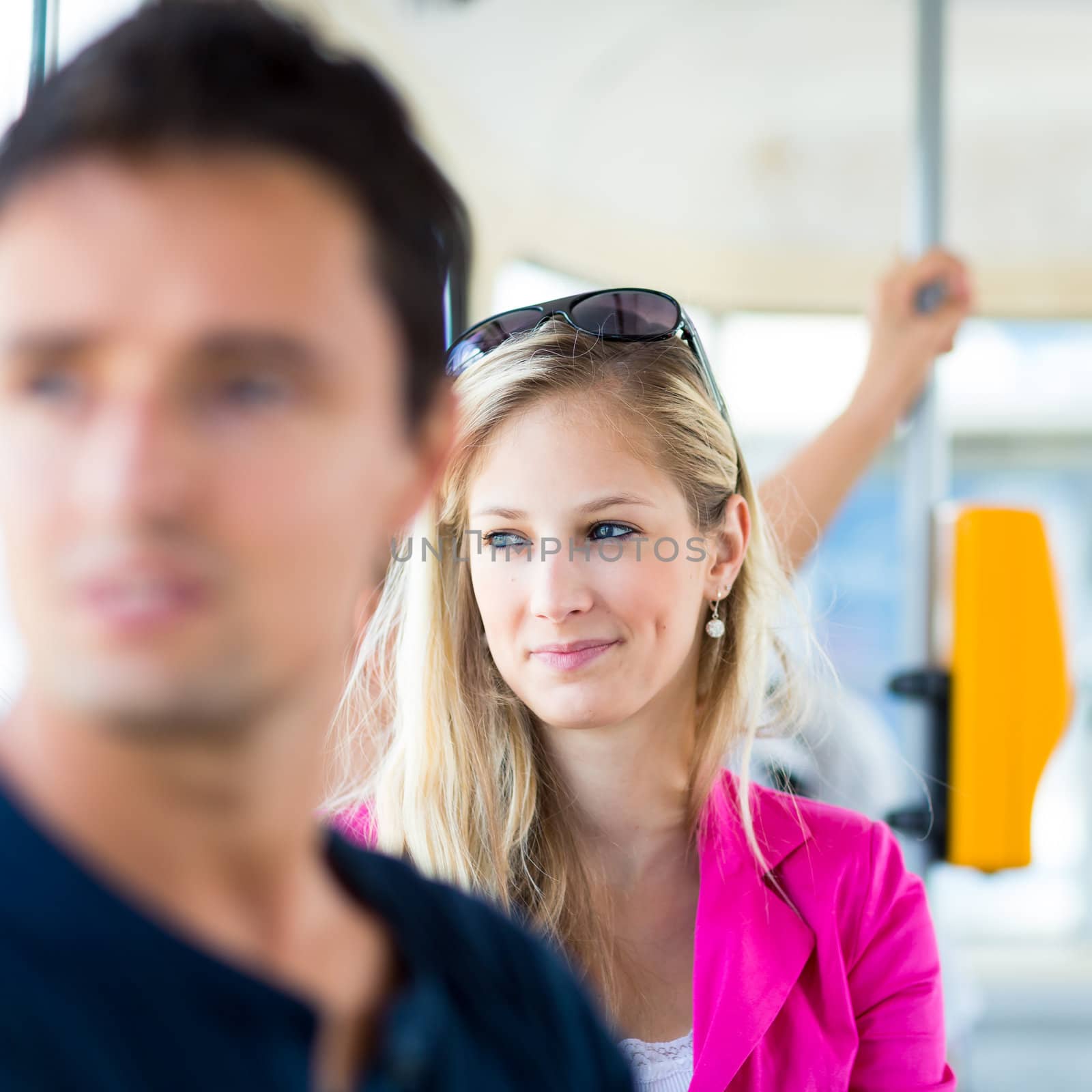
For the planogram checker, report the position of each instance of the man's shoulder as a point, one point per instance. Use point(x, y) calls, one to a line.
point(513, 984)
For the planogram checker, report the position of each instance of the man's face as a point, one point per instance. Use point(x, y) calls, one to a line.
point(202, 438)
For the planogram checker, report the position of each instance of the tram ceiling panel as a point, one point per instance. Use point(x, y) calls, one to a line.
point(751, 154)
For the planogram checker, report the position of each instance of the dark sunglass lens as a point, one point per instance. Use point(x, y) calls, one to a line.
point(486, 339)
point(627, 314)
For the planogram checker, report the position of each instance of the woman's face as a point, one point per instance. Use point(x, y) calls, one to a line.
point(598, 605)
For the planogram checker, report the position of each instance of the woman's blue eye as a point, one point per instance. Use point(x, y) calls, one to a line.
point(500, 540)
point(52, 385)
point(613, 531)
point(253, 391)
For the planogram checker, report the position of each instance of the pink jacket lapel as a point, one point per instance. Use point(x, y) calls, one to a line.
point(751, 945)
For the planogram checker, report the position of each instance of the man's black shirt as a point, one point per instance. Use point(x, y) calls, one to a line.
point(98, 997)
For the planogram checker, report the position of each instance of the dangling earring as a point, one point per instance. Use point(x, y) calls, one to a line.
point(715, 625)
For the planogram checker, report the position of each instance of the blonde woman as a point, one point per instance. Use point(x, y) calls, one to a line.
point(577, 636)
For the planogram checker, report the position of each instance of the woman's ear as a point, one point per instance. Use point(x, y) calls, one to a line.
point(731, 549)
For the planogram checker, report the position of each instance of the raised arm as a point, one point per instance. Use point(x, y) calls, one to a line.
point(803, 496)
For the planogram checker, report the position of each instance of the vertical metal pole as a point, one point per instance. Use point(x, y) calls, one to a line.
point(926, 475)
point(43, 42)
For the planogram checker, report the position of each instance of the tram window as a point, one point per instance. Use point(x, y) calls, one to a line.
point(16, 30)
point(81, 21)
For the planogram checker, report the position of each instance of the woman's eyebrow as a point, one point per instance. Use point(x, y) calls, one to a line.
point(597, 505)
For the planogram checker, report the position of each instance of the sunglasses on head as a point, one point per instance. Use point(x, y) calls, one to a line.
point(624, 315)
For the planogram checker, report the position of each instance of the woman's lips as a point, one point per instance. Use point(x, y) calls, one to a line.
point(568, 658)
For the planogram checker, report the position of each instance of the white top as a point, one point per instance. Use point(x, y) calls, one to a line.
point(661, 1067)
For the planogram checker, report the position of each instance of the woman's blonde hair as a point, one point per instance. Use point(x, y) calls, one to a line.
point(459, 779)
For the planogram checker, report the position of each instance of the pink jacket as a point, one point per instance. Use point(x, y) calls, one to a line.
point(831, 984)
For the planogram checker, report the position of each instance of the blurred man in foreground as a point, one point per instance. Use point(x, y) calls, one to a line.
point(222, 262)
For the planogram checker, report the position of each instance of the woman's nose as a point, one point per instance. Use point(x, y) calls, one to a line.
point(560, 584)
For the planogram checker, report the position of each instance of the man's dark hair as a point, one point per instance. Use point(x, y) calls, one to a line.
point(229, 74)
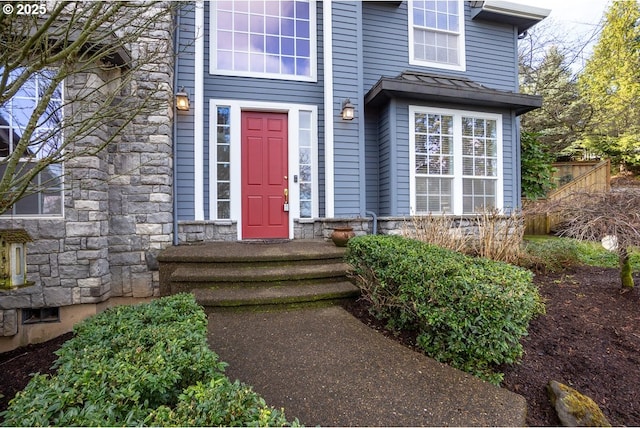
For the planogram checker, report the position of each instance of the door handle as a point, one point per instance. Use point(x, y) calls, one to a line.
point(286, 200)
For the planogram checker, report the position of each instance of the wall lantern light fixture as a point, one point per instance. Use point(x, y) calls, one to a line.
point(348, 110)
point(182, 100)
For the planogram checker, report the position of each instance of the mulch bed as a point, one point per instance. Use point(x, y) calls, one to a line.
point(589, 339)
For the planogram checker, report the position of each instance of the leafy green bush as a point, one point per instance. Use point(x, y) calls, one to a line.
point(536, 167)
point(139, 364)
point(550, 255)
point(469, 312)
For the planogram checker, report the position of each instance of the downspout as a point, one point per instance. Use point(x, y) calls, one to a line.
point(327, 37)
point(176, 39)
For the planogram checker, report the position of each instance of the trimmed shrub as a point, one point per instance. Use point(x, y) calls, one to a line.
point(134, 365)
point(549, 254)
point(468, 312)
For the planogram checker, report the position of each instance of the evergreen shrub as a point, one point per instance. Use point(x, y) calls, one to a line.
point(147, 364)
point(468, 312)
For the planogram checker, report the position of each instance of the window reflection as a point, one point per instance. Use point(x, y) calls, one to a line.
point(44, 193)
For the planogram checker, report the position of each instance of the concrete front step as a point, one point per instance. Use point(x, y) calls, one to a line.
point(249, 275)
point(252, 297)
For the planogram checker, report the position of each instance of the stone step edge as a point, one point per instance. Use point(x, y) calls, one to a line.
point(195, 274)
point(180, 287)
point(275, 295)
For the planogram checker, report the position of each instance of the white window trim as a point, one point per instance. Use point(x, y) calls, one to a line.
point(235, 156)
point(9, 212)
point(461, 42)
point(456, 190)
point(313, 40)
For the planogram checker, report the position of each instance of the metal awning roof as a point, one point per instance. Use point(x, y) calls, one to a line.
point(446, 89)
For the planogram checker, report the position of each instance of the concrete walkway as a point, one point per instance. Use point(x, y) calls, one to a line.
point(327, 368)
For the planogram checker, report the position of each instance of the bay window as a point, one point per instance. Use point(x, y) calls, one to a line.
point(456, 161)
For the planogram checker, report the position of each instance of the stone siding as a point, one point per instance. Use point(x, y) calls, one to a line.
point(117, 204)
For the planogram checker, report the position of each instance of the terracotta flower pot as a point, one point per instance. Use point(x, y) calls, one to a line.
point(341, 235)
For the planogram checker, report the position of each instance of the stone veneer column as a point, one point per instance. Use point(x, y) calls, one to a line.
point(140, 190)
point(118, 206)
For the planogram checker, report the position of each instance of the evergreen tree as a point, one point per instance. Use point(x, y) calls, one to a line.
point(562, 118)
point(610, 84)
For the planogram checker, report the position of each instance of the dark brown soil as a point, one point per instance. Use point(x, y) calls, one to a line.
point(589, 339)
point(17, 366)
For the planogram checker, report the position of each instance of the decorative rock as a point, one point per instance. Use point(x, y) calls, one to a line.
point(575, 409)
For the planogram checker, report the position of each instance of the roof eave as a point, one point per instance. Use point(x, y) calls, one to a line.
point(520, 15)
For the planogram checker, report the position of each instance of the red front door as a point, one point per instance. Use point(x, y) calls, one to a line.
point(264, 175)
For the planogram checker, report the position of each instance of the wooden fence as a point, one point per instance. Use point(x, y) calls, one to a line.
point(589, 177)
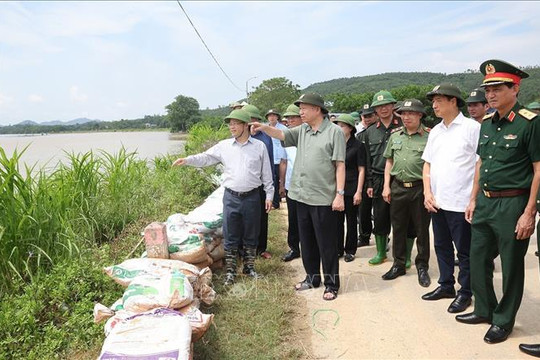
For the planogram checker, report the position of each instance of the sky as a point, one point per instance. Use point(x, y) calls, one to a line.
point(124, 60)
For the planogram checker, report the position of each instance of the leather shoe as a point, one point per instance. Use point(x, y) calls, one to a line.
point(460, 304)
point(496, 334)
point(291, 255)
point(394, 272)
point(472, 319)
point(530, 349)
point(440, 293)
point(423, 277)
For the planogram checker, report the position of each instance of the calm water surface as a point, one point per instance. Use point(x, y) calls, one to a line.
point(47, 150)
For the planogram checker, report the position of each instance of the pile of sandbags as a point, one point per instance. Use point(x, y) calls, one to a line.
point(158, 315)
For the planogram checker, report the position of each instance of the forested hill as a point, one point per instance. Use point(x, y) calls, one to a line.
point(530, 87)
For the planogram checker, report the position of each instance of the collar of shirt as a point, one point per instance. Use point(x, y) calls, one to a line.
point(325, 123)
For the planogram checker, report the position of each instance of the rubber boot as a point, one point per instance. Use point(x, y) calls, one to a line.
point(249, 262)
point(230, 266)
point(380, 241)
point(410, 243)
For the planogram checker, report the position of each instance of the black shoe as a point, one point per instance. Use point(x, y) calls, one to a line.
point(291, 255)
point(460, 304)
point(440, 293)
point(472, 319)
point(423, 277)
point(394, 272)
point(532, 349)
point(496, 334)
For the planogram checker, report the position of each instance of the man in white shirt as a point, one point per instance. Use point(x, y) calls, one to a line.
point(450, 158)
point(247, 167)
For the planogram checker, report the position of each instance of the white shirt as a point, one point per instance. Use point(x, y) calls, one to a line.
point(247, 166)
point(290, 153)
point(451, 152)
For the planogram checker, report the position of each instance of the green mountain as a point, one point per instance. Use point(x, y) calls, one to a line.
point(530, 87)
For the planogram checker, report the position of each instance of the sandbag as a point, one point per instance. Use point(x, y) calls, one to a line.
point(147, 292)
point(157, 334)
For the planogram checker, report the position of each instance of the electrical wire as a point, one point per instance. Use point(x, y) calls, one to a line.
point(207, 48)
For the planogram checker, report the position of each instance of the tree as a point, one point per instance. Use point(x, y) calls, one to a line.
point(182, 113)
point(276, 93)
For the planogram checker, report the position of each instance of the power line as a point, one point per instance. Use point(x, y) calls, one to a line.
point(207, 48)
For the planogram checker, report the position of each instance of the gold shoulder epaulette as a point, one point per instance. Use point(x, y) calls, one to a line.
point(487, 116)
point(527, 114)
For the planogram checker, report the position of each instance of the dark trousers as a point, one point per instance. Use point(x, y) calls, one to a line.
point(317, 226)
point(351, 239)
point(276, 200)
point(406, 209)
point(293, 238)
point(364, 216)
point(448, 227)
point(263, 235)
point(493, 226)
point(241, 219)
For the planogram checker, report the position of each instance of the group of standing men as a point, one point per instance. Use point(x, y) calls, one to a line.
point(476, 180)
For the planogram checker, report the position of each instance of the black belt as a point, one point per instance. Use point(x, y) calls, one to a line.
point(241, 194)
point(409, 184)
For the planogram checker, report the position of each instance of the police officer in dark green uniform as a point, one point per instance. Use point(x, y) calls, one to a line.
point(534, 349)
point(404, 191)
point(502, 209)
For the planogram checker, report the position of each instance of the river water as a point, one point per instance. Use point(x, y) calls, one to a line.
point(46, 150)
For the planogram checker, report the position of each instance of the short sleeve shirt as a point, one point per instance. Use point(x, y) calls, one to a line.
point(313, 180)
point(508, 146)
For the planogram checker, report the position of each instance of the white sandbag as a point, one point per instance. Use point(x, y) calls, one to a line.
point(147, 292)
point(157, 334)
point(125, 272)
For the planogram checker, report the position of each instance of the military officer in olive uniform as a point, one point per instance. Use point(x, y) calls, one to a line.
point(404, 191)
point(375, 139)
point(477, 105)
point(502, 208)
point(534, 349)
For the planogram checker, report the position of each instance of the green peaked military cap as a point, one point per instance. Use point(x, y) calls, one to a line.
point(292, 110)
point(253, 111)
point(383, 97)
point(535, 105)
point(367, 110)
point(312, 99)
point(347, 119)
point(238, 114)
point(447, 89)
point(272, 111)
point(477, 95)
point(499, 72)
point(412, 105)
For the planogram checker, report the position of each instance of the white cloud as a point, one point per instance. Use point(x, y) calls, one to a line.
point(34, 98)
point(76, 95)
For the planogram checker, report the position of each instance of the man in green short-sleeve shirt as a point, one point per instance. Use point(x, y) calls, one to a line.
point(317, 184)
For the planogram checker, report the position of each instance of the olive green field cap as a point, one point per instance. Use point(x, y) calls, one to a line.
point(499, 72)
point(477, 95)
point(447, 89)
point(367, 110)
point(412, 105)
point(253, 111)
point(292, 110)
point(312, 99)
point(272, 111)
point(347, 119)
point(383, 97)
point(535, 105)
point(238, 114)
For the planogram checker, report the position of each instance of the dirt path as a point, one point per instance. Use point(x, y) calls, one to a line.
point(377, 319)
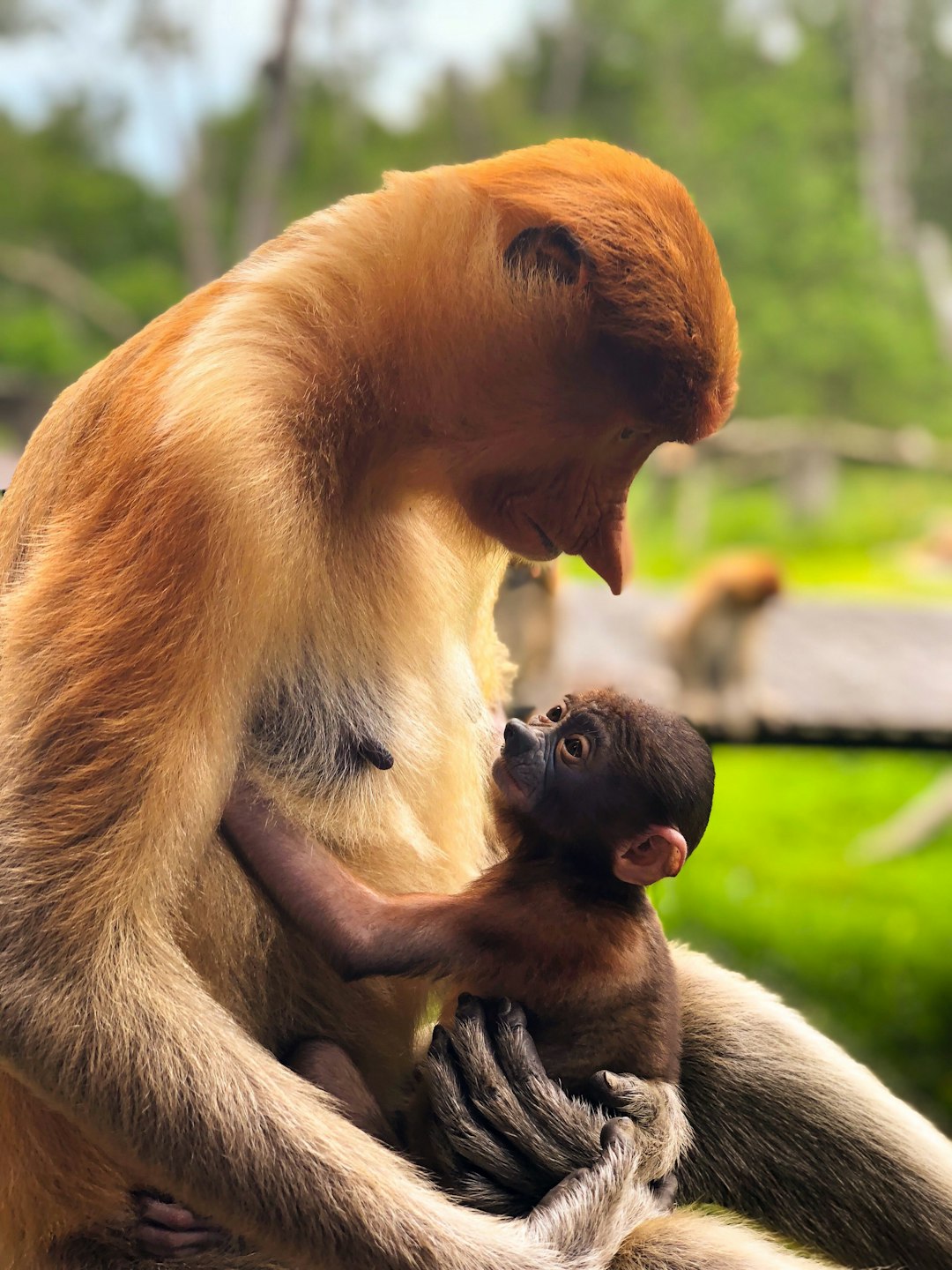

= To be done =
In the lines between the one containing "the woman's blonde" and the one containing "point(286, 200)", inclusive, switch "door handle" to "door knob" and give only those lines again with everything else unchanged. Leave the pictures out.

= Answer to this problem =
For the planogram checker, report the position of each instance of the woman's blonde hair as a point, one point per instance. Use point(x, y) calls, one to a line.
point(459, 779)
For the planogram checker, report the position of each instance of the pink jacket as a point, one point per instance. Use point(x, y) calls, one to a line.
point(831, 984)
For the planogram checker, report the position of each instance of the blurred man in foreground as a point, one point per instance. Use point(x, y) calls, one to a line.
point(222, 262)
For the planogram checker, report the position of each instance of the woman's nose as a point, one point per instance. Use point(x, y) calls, one to a line.
point(560, 584)
For the planogram checker, report the position of each instance of the man's dark hair as a point, one point per instance. Use point(x, y) calls, one to a line.
point(229, 74)
For the planogram checker, report the position of each instance of the door knob as a point, one point per instance. Use point(x, y) calls, one to a line.
point(286, 200)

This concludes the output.